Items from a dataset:
• • • • • • •

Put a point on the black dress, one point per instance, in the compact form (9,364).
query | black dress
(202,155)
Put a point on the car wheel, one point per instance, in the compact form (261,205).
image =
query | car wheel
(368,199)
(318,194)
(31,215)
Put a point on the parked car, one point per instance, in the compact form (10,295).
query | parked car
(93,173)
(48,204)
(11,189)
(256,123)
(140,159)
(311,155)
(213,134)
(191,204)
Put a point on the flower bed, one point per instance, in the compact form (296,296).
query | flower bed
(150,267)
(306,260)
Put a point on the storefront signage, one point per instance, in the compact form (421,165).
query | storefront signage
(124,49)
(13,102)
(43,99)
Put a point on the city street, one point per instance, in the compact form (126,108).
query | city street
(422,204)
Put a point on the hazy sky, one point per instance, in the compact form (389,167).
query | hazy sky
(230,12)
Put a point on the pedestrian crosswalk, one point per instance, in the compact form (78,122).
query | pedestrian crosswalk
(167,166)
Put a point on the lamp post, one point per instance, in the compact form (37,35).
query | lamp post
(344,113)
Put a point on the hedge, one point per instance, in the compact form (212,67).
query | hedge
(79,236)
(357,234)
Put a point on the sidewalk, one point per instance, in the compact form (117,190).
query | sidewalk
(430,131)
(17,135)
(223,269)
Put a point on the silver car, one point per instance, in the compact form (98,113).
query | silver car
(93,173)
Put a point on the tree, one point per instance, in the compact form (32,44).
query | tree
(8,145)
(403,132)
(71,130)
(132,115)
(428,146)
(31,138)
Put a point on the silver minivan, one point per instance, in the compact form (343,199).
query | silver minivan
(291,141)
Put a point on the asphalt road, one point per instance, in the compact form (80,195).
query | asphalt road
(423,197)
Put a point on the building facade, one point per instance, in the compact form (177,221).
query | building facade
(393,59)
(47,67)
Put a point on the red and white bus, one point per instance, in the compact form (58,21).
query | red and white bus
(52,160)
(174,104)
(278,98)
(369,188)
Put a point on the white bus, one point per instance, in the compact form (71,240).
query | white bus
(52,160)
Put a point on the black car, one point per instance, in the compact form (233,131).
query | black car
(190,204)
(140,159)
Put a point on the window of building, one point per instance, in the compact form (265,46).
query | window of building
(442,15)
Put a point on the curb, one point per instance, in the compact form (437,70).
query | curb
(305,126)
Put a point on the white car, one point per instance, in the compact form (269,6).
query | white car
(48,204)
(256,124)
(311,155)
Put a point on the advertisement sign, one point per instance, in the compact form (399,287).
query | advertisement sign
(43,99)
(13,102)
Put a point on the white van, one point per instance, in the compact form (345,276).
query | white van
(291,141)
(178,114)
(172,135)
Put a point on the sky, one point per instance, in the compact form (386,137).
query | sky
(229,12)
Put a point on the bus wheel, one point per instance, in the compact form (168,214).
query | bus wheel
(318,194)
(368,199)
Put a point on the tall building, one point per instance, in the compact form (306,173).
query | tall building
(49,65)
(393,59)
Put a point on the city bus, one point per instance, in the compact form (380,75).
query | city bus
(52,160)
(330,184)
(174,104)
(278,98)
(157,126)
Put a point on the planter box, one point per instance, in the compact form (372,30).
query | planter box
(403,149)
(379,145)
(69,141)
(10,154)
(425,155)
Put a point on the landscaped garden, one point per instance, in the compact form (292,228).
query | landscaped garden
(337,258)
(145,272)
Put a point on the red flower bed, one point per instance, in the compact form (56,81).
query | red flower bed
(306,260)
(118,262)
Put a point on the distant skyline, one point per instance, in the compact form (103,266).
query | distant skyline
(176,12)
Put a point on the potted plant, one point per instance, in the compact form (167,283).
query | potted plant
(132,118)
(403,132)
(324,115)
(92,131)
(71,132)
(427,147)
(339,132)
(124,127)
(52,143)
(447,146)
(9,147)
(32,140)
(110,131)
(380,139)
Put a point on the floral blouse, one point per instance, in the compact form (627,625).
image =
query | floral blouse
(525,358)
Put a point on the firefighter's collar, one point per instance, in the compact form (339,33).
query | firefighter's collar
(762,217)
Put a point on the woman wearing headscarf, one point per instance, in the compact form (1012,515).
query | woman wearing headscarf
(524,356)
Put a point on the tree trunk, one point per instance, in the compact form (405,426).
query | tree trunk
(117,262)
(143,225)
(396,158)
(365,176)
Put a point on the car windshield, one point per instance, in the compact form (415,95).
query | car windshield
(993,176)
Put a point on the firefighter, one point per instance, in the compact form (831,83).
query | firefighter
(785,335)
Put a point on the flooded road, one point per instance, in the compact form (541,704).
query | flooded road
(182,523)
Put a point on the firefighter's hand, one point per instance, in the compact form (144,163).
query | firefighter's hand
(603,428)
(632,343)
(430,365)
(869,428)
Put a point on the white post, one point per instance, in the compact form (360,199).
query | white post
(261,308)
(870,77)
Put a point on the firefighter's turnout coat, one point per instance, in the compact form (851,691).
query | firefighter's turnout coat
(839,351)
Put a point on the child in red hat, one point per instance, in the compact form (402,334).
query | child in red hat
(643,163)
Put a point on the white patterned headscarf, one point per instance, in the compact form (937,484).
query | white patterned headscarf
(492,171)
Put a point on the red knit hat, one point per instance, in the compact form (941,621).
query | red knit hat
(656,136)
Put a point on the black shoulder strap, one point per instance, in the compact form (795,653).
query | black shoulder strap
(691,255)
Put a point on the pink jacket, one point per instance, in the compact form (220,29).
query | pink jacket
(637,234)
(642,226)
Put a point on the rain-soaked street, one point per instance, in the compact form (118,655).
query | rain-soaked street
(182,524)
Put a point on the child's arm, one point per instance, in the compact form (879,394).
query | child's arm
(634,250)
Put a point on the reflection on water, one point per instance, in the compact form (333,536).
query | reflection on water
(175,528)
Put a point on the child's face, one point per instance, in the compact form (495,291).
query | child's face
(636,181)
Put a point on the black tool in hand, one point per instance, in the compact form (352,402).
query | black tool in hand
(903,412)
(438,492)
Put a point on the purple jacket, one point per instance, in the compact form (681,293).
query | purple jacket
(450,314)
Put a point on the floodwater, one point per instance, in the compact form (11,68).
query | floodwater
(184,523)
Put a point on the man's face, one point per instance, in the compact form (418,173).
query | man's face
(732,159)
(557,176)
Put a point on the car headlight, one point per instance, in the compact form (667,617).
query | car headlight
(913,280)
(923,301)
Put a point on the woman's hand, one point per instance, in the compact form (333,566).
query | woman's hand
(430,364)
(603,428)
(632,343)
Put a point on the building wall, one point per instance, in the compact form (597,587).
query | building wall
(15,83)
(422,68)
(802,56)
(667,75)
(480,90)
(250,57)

• • • • • • •

Activity:
Produce only the lines from the line containing "Put a point on the advertisement" through the line containing "Put a point on the car windshield, one", inclusive of both, exactly as they stand in the entries above.

The completed task:
Put a point on the advertisement sign, one point per instance, in the compact form (399,287).
query | advertisement sign
(43,99)
(13,102)
Put a point on the white van, one point per instance, in the compact form (345,276).
query | white van
(291,141)
(178,114)
(172,135)
Put a point on the sky, one point per instance, in the compact form (386,137).
query | sky
(229,12)
Put a point on the bus wheel, one point per instance, in the compact form (168,214).
query | bus wheel
(318,194)
(368,199)
Put a point on the tall building, one point per instance, in the compact form (306,173).
query | tall building
(49,65)
(393,59)
Put a point on the city bus, one point per instance, in the compact form (380,75).
query | city bus
(52,160)
(330,184)
(174,104)
(278,98)
(157,126)
Put a point on the planter box, one point per instance, in the compact form (372,30).
query | planter box
(403,149)
(379,145)
(69,141)
(10,154)
(425,155)
Put a point on the landscaped garden, one point per instance, in the compact form (292,228).
query | landscaped garden
(337,258)
(145,272)
Put a point on the red flower bed, one point per instance, in the compact form (56,81).
query | red flower bed
(306,260)
(118,262)
Put a point on the distant skyline, one point per instance, in the compact form (103,266).
query | distant skyline
(176,12)
Put a point on the potted plant, one point per instance, in the compact form (167,283).
query | potted plant
(132,118)
(403,132)
(324,115)
(92,131)
(71,132)
(427,147)
(339,132)
(124,127)
(52,143)
(447,146)
(9,147)
(32,140)
(110,131)
(380,139)
Put a point on the floral blouse, one point per instance, in the compact form (627,625).
image =
query | floral blouse
(525,358)
Put a point on the firefighter's collar, one point per instance, in the compact form (339,33).
query | firefighter's collar
(762,217)
Put a point on the woman wearing headscarf, one point per instance, in the compact form (1012,515).
query | woman wearing headscarf
(524,356)
Put a point on the tree trunk, one point per instance, in the compact form (405,426).
query | tree trunk
(117,262)
(143,225)
(396,158)
(365,176)
Put a point on the car windshield, one point per instance, in the compact form (415,95).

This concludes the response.